Extrait retenu:
┄┄┄┄┄┄
Les églises ne sont pas données par le diocèse, mais vendues selon la valeur du terrain et du bâtiment, les revenus servant notamment à entretenir les églises restantes. En revanche, le diocèse est très sévère quant au choix des acquéreurs potentiels, en considérant leurs réalisations antérieures et leurs intentions pour l’église convoitée. Caroline Clermont rapporte que plusieurs projets ont été refusés pour l’église Très-Saint-Rédempteur, coin Joliette et Adam dans Hochelaga, car ils n’étaient pas à la hauteur des attentes du diocèse. Officiellement à vendre, faute de fidèles, cette magnifique église datant de 1928 est fermée depuis juin 2019.
┄┄┄┄┄┄
Consigne: Reformulez en liste plus courte le paragraphe de l'extrait retenu qui commence par « Les églises ne sont pas données », sans perdre ses faits principaux.

Données fournies:
┄┄┄┄┄┄
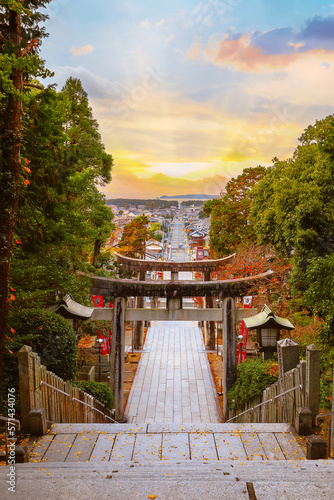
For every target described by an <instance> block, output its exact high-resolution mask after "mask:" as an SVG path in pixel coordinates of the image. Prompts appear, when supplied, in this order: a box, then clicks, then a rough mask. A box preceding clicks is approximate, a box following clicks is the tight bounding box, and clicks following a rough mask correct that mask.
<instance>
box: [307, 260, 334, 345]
mask: <svg viewBox="0 0 334 500" xmlns="http://www.w3.org/2000/svg"><path fill="white" fill-rule="evenodd" d="M306 280H307V284H308V289H307V290H306V292H305V293H304V301H305V304H307V305H308V306H310V307H313V308H314V309H315V310H316V312H317V314H318V315H319V316H320V317H321V318H323V319H325V320H327V321H328V325H327V331H328V332H327V333H328V337H329V338H330V337H331V336H332V330H333V326H334V325H333V317H334V253H332V254H331V255H328V256H327V257H319V258H313V259H311V260H310V262H309V264H308V267H307V272H306ZM333 341H334V335H333Z"/></svg>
┄┄┄┄┄┄
Réponse:
- Le diocèse ne donne pas les églises. Il les vend selon la valeur du terrain et du bâtiment.
- Les revenus servent notamment à entretenir les églises restantes.
- Le diocèse choisit les acquéreurs avec sévérité. Il tient compte de leurs réalisations antérieures et de leurs intentions pour l'église.
- Selon Caroline Clermont, plusieurs projets ont été refusés pour l'église Très-Saint-Rédempteur, coin Joliette et Adam dans Hochelaga, parce qu'ils n'étaient pas à la hauteur des attentes du diocèse.
- Cette église date de 1928. Elle est fermée depuis juin 2019 et officiellement à vendre, faute de fidèles.